PROBLEM TO WORK ON
Tally the lines below that contain the word "dock", then give the tally and nothing more.

*** Opening of GIVEN DATA ***

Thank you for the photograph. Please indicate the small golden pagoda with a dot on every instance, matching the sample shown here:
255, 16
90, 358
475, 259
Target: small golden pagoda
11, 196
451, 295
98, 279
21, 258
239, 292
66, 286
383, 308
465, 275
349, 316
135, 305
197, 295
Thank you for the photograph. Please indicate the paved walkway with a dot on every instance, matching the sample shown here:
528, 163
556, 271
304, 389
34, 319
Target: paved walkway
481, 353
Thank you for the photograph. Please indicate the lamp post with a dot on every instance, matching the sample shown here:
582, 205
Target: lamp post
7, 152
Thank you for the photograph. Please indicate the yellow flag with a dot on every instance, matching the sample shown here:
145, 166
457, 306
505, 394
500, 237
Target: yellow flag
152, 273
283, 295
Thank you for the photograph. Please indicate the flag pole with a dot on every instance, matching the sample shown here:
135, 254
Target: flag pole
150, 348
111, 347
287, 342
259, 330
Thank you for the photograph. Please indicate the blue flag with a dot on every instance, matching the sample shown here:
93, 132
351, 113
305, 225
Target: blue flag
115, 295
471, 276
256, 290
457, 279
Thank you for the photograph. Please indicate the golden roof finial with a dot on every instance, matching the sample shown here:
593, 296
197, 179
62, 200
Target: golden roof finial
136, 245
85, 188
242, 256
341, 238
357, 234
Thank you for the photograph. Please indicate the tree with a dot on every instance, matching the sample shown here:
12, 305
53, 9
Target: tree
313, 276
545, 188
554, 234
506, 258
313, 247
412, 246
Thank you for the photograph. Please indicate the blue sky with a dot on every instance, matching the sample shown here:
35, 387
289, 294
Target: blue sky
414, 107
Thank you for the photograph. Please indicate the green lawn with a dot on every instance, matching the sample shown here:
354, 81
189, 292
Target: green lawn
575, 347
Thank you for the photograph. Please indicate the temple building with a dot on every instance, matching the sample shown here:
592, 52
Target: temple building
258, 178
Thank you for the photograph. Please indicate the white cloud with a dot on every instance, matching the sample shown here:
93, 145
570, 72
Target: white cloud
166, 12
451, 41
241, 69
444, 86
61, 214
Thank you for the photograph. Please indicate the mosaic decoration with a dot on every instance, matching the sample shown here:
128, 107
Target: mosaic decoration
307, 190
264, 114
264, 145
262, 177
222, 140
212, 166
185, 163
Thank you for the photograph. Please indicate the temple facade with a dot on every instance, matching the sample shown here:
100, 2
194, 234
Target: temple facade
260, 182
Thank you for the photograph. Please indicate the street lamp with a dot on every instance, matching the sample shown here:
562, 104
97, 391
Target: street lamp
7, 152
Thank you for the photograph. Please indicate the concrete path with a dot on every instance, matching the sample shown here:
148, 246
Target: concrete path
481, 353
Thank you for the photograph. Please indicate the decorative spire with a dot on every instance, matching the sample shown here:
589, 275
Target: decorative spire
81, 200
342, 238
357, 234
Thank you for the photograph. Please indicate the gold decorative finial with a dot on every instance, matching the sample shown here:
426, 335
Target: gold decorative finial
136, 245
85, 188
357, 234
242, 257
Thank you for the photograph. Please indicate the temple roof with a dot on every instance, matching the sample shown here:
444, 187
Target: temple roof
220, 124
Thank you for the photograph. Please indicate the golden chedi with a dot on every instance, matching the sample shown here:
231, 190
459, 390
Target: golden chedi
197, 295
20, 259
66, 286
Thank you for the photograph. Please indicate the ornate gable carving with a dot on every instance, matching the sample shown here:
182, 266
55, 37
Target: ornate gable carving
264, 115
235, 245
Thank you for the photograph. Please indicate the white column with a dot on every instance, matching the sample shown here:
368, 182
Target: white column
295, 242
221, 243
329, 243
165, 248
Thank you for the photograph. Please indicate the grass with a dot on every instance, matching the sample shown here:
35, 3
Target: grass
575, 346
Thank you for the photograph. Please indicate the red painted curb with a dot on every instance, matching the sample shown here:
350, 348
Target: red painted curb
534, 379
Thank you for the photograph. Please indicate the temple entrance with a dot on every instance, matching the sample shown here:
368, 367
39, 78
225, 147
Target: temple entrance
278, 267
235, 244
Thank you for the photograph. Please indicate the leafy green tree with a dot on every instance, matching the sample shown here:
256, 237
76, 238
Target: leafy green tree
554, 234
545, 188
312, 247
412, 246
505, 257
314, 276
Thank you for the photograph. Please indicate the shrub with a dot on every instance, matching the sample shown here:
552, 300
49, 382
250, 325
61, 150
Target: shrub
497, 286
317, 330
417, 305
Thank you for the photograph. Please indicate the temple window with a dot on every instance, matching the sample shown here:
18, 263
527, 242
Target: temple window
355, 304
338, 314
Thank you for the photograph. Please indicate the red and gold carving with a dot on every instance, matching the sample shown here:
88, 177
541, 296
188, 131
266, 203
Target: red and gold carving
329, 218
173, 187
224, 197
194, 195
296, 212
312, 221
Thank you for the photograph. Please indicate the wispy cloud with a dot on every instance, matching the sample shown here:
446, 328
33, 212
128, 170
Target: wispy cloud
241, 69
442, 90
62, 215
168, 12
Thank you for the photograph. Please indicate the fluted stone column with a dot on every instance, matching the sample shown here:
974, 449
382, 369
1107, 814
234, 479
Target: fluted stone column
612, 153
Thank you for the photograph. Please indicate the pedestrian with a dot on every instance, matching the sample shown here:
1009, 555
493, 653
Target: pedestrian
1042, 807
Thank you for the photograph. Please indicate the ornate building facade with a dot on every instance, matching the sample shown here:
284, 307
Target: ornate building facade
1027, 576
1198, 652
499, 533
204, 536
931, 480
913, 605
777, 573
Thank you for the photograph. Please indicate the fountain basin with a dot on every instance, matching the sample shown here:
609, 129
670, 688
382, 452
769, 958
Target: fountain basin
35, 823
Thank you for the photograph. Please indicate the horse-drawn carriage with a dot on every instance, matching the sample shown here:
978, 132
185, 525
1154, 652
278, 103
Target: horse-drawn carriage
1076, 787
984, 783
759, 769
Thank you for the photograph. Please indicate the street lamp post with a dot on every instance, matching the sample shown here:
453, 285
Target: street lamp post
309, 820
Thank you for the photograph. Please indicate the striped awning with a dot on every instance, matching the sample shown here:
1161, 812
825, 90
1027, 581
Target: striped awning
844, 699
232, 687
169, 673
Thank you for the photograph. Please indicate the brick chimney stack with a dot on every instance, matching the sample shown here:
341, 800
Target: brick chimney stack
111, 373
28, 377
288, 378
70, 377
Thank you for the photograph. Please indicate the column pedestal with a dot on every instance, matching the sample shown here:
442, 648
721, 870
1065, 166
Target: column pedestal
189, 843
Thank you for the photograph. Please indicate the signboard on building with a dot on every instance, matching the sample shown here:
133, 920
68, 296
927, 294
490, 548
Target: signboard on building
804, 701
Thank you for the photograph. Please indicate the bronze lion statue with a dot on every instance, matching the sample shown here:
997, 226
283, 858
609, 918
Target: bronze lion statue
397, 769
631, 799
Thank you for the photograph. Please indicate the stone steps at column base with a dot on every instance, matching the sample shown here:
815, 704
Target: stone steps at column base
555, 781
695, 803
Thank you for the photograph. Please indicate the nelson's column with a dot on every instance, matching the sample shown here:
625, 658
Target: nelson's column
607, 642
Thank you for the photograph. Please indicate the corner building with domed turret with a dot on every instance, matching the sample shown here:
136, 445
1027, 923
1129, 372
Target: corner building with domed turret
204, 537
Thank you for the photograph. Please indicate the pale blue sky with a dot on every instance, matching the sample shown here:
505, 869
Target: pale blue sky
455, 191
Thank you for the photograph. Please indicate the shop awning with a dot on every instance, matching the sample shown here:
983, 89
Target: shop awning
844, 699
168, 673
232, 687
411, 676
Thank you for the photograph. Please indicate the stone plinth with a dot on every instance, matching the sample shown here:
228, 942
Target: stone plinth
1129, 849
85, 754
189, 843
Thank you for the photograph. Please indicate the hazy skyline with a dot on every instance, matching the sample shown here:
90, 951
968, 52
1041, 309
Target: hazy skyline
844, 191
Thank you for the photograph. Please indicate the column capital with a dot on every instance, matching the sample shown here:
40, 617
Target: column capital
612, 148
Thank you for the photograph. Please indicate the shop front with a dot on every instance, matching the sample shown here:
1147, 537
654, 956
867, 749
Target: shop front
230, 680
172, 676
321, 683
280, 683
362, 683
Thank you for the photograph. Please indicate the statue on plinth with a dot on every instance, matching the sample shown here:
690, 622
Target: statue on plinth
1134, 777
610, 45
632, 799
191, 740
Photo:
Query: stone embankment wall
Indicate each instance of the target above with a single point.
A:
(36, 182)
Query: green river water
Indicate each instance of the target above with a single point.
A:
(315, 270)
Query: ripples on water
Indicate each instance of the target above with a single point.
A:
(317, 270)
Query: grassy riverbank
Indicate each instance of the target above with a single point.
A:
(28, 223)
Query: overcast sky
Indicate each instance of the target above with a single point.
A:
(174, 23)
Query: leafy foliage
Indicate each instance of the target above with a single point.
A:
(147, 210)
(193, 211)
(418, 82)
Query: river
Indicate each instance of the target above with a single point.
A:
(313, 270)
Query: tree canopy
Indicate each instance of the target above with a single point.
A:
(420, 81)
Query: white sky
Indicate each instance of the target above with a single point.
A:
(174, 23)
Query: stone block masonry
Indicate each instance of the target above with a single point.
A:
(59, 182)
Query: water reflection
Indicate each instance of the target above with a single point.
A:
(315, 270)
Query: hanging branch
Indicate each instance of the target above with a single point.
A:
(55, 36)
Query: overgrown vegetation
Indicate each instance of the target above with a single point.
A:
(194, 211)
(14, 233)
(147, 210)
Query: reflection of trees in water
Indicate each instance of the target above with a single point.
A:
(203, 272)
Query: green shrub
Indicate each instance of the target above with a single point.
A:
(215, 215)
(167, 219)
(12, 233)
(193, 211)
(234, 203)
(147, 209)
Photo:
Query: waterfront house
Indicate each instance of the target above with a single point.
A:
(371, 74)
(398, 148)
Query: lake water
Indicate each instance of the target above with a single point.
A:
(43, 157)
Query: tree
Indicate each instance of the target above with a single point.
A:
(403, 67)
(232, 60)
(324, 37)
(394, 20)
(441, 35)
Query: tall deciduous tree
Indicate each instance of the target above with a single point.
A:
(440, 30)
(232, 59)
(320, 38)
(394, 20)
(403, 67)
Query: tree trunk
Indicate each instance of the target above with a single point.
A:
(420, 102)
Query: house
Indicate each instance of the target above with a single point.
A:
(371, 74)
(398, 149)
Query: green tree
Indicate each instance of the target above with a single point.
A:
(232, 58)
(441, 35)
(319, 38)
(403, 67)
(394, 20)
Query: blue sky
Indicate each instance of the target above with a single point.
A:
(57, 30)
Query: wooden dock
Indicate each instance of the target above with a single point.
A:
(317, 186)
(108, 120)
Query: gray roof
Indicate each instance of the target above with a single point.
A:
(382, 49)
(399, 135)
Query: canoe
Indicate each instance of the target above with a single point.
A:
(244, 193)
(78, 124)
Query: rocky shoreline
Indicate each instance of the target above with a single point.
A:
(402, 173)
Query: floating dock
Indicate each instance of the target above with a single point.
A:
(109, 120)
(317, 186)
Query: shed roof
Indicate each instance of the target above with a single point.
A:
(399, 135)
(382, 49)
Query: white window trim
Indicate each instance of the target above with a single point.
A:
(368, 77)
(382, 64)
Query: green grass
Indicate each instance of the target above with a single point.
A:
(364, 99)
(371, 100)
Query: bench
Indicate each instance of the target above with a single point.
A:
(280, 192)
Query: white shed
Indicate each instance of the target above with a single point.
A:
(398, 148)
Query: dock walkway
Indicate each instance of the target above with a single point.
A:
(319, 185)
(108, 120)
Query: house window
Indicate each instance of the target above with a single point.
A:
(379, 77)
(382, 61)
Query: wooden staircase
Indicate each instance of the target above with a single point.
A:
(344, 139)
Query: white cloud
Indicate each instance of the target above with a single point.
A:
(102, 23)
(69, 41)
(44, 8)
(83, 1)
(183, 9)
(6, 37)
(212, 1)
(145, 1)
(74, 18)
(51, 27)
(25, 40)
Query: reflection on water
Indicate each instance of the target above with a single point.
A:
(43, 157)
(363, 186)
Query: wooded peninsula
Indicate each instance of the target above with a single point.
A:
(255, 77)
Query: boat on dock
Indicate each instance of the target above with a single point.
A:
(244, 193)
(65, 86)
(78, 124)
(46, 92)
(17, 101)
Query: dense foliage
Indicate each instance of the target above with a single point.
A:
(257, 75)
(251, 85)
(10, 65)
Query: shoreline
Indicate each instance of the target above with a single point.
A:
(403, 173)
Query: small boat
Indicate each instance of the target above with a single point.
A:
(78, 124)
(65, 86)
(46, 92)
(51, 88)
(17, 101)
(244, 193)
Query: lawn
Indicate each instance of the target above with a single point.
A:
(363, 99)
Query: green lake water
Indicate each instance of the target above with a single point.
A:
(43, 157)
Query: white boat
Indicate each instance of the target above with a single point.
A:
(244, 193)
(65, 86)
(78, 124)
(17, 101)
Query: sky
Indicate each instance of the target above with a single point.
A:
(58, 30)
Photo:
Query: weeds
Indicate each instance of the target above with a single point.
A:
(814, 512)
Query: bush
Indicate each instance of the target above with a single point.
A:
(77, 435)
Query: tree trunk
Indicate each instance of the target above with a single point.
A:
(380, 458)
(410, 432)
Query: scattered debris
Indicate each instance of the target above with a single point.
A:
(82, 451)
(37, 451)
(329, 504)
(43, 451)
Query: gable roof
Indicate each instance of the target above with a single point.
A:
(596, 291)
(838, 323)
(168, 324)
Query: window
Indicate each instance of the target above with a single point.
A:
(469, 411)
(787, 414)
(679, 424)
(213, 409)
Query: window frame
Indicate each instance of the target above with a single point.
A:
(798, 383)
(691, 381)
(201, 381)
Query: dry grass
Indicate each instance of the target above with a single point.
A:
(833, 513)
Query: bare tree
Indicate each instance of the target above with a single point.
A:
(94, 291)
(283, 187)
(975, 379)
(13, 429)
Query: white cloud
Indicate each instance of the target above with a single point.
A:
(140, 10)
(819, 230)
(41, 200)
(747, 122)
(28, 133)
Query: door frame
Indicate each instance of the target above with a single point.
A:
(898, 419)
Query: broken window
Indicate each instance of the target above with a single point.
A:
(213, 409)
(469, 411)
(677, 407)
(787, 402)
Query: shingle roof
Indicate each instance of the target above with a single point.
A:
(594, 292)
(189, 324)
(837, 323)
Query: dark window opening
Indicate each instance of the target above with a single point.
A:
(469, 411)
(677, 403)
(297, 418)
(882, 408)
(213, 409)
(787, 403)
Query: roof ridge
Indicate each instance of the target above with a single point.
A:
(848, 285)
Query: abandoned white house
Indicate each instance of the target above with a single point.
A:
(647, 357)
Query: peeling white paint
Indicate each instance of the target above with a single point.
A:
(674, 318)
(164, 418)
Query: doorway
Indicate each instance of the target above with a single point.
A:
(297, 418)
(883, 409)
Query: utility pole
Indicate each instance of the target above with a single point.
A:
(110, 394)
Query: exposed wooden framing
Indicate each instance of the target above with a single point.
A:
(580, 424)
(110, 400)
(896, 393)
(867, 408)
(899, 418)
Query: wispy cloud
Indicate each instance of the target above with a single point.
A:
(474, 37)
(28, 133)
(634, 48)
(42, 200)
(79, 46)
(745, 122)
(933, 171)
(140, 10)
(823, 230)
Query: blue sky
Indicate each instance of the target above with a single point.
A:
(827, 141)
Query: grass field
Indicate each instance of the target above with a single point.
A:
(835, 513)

*** Close of GIVEN DATA ***

ANSWER AREA
4